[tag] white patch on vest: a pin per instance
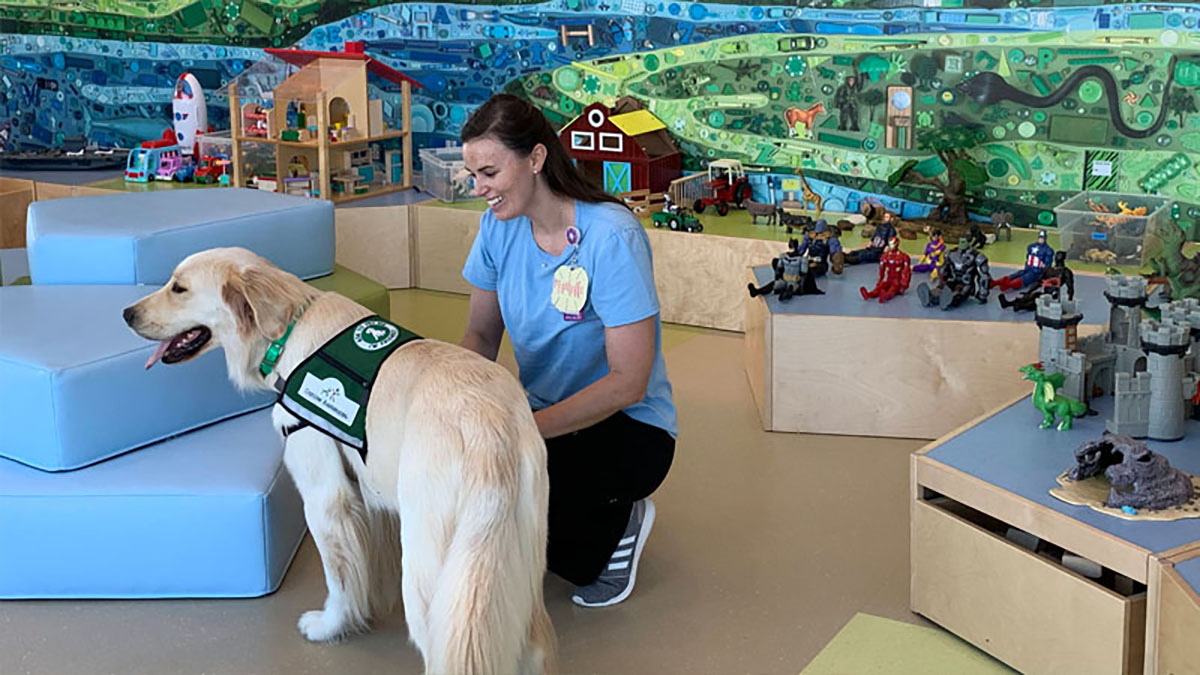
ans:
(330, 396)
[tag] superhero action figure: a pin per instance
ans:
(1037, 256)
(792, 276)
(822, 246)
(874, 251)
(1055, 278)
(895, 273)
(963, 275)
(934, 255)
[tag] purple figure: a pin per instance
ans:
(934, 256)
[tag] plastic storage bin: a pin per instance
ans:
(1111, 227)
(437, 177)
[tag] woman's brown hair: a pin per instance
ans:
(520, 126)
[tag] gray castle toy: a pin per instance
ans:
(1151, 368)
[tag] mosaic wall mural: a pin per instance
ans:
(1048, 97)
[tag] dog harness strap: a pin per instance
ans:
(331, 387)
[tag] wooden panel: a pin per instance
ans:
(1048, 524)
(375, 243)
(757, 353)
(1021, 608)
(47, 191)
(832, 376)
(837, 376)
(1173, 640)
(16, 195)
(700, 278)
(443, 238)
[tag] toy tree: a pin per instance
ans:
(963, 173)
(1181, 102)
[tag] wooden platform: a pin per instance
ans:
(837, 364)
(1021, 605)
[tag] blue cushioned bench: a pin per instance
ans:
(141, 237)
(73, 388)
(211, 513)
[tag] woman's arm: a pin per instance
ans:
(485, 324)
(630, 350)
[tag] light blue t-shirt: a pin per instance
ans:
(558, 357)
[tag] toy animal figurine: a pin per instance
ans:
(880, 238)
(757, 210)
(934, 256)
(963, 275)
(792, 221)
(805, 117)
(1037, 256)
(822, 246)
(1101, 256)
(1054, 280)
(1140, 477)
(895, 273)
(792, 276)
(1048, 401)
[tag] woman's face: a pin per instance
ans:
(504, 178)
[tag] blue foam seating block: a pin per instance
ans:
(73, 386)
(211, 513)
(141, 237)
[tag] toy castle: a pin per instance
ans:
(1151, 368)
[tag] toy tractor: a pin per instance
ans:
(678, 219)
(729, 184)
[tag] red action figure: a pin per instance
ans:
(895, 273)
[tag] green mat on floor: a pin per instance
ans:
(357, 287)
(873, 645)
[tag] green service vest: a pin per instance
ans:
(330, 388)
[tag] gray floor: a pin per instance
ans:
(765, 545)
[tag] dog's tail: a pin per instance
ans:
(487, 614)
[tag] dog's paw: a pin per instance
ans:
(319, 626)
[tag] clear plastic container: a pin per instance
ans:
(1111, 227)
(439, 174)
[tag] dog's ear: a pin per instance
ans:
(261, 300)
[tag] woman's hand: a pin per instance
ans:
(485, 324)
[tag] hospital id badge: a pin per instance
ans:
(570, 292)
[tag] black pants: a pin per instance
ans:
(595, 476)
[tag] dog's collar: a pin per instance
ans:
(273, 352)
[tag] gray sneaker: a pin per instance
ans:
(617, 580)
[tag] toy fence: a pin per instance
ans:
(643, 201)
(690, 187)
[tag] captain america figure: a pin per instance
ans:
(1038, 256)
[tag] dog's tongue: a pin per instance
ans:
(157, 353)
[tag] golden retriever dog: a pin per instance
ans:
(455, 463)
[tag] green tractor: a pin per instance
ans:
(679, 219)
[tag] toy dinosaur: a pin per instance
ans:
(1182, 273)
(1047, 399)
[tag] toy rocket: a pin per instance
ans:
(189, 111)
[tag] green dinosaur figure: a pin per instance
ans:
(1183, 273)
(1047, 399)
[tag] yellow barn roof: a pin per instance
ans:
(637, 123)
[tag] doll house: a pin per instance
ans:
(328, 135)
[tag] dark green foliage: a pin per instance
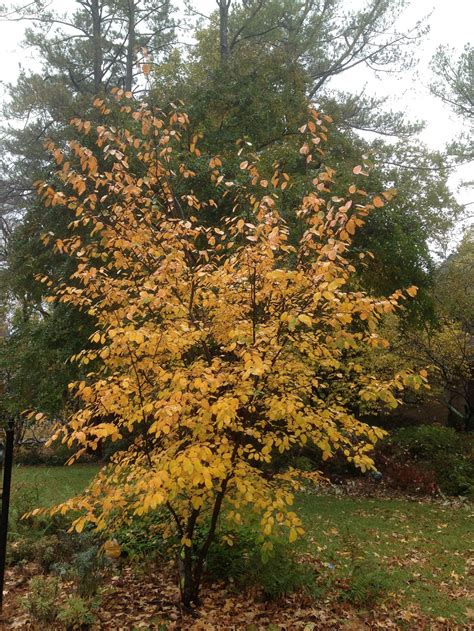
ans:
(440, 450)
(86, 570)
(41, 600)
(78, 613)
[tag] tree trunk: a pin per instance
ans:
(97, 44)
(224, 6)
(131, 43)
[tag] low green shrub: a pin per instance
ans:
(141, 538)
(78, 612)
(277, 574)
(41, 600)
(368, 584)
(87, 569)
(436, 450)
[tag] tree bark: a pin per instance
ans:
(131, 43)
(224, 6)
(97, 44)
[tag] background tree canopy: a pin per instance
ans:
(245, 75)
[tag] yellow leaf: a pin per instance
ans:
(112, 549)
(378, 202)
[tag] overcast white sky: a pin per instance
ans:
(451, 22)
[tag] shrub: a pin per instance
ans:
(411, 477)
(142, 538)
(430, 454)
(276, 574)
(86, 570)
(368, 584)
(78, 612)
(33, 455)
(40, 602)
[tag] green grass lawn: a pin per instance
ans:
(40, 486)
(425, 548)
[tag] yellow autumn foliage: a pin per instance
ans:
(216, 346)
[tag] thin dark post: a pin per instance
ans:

----------------

PROBLEM DESCRIPTION.
Please write out the lines from the one containing "[tag] shrub: a pin per instance" through the final line above, both included, copying each without any change.

TASK RESPONSE.
[tag] shrub: a pin per instance
ans:
(411, 477)
(142, 538)
(430, 454)
(276, 574)
(86, 570)
(368, 584)
(78, 612)
(33, 455)
(40, 602)
[tag] green grass lawn: a pin per instance
ans:
(40, 486)
(425, 548)
[tag] yellow autumn foliage: a pin per instance
ans:
(216, 346)
[tag] thin dark post: a pin per instance
ans:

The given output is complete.